* _Information provided_:
## begin

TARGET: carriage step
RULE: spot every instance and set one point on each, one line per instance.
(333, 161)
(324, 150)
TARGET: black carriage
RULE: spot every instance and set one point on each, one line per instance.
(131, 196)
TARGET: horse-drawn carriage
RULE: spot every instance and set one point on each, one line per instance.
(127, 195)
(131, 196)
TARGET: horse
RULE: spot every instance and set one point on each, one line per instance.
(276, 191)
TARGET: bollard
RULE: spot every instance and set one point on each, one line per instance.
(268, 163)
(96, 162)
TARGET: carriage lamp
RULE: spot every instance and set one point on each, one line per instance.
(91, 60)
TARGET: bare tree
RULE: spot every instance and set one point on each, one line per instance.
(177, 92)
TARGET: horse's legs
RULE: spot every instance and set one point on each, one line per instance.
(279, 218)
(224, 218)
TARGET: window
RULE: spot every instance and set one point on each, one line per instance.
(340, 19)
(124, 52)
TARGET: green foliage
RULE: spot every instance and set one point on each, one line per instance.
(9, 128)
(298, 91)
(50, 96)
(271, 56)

## end
## begin

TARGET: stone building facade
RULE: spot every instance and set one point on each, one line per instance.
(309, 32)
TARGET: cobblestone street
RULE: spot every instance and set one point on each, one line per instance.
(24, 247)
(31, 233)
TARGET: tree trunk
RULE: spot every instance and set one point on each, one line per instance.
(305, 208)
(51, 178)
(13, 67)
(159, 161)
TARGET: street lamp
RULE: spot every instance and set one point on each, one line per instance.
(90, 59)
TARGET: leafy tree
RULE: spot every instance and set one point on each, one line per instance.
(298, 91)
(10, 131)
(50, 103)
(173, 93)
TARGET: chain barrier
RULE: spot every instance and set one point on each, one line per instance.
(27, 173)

## end

* _Short task_:
Count the lines of the records above that contain the string "street", matching case exactly. Reply with the number only.

* _Output of the exercise_:
2